Source text:
____

MIT Joins in Charles Cleanup
MIT, along with several other area universities and businesses, is working with the U.S. Environmental Protection Agency to clean up the Charles River by 2005.
The goal of the Clean Charles 2005 Coalition is to make the river fit for swimming, fishing and boating by Earth Day 2005. The EPA began its efforts towards a cleaner Charles in 1995.
John P. DeVillars, the New England administrator for the EPA, said, “When we set out in 1995 to make the Charles fishable and swimmable by 2005, frankly there were a lot of doubting Thomases.”
MIT, other institutions join effort
According to Paul Parravano, co-director of the President’s Office of Government and Community Relations, MIT has been involved with the Charles River Watershed Association “for several years.”
“The EPA has recently become interested in getting involved with colleges and universities. This particular project is important to the EPA and its regional administrator,” Parravano said.
According to Parravano, MIT was invited to a meeting in January by the EPA. This meeting was the beginning of the Clean Charles 2005 Coalition. Harvard University, Polaroid and Genzyme, all members of the Coalition, were also present.

____

Dataset:
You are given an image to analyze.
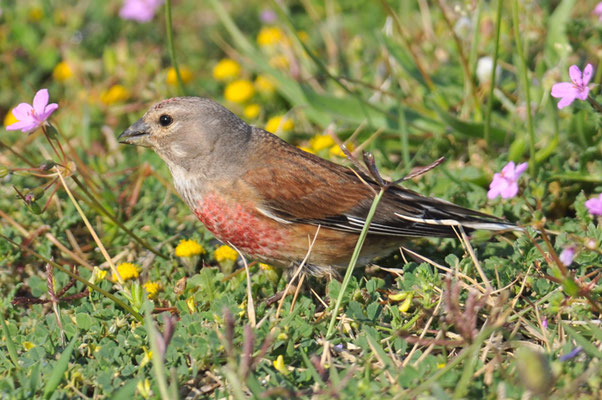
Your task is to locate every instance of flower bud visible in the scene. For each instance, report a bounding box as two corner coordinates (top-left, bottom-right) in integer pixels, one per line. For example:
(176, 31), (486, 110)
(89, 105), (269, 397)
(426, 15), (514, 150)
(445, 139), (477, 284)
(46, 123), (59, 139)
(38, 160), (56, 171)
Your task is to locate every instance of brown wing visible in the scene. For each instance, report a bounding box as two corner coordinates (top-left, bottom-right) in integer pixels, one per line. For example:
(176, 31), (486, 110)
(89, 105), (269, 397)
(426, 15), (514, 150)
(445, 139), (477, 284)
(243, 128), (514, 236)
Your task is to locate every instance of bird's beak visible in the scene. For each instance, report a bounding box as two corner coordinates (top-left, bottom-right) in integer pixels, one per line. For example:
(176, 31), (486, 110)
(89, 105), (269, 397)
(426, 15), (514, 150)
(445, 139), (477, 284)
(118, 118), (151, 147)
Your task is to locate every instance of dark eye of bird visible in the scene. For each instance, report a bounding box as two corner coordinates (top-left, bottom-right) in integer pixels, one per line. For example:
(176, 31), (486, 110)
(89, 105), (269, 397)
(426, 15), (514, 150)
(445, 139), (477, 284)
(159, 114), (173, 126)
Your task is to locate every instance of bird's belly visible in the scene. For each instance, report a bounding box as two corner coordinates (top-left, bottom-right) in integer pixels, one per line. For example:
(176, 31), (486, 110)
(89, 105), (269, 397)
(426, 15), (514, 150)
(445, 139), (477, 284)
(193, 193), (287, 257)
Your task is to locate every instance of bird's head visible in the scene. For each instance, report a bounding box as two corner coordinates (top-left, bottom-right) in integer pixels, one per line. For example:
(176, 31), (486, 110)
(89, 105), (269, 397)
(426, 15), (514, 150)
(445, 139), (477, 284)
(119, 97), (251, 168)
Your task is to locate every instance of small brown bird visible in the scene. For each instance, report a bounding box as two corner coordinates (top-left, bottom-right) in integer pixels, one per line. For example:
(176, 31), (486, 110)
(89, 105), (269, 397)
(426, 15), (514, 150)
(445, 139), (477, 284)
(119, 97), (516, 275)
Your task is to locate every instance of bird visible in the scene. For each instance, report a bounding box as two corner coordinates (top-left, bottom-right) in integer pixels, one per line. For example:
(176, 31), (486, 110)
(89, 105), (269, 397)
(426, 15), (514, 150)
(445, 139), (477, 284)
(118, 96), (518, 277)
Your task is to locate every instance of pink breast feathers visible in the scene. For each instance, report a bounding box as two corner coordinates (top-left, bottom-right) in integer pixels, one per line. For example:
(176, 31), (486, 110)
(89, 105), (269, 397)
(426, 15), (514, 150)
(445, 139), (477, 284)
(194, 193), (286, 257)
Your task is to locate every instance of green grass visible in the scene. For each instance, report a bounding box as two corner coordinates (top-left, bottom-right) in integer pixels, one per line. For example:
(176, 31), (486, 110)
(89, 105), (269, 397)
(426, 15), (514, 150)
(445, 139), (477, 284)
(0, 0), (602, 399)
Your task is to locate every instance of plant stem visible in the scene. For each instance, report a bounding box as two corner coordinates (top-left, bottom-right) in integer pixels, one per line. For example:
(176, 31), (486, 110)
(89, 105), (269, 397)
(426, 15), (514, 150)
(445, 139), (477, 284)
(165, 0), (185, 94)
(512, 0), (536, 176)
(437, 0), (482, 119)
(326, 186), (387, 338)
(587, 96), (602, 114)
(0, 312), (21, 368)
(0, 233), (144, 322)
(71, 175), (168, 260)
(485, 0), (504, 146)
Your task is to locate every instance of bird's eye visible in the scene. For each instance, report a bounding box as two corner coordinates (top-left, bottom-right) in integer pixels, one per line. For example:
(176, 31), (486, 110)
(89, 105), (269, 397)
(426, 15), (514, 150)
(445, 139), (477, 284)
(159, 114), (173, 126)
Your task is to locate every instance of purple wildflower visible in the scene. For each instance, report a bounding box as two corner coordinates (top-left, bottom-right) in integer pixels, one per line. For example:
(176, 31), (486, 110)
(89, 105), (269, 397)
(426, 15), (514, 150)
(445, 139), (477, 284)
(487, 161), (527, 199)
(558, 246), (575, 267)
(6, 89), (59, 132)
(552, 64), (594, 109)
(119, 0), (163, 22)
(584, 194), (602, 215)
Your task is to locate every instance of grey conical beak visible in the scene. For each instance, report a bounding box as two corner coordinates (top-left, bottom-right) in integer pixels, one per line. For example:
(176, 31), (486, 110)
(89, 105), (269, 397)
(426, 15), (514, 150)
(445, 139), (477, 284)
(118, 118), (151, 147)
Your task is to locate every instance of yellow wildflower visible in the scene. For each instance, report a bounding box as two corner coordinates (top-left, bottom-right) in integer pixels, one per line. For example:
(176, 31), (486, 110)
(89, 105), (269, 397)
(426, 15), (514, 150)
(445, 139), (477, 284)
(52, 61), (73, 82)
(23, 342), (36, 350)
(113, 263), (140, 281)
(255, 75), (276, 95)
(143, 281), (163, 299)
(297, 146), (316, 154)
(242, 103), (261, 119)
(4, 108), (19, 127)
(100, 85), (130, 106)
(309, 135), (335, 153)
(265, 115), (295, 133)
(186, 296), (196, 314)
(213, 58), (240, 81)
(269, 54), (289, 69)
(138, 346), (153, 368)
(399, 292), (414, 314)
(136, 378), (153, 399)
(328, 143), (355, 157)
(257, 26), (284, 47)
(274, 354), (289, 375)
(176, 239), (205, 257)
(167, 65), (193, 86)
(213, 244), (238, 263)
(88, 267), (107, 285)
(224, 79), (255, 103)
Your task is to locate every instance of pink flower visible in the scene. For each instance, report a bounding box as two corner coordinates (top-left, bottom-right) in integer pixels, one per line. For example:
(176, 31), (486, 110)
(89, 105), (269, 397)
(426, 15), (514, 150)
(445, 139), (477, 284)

____

Things to do:
1. Render this sentence from the Charles River cleanup article in Spanish: "The EPA began its efforts towards a cleaner Charles in 1995."
2. Reproduce everything in the Charles River cleanup article from "The goal of" down to "Charles in 1995.".
3. According to the Charles River cleanup article, which Coalition members besides MIT were present at the January meeting?

Task-by-task outputs:
1. La EPA comenzó sus esfuerzos por un Charles más limpio en 1995.

2.
The goal of the Clean Charles 2005 Coalition is to make the river fit for swimming, fishing and boating by Earth Day 2005. The EPA began its efforts towards a cleaner Charles in 1995.

3. Harvard University, Polaroid and Genzyme were present.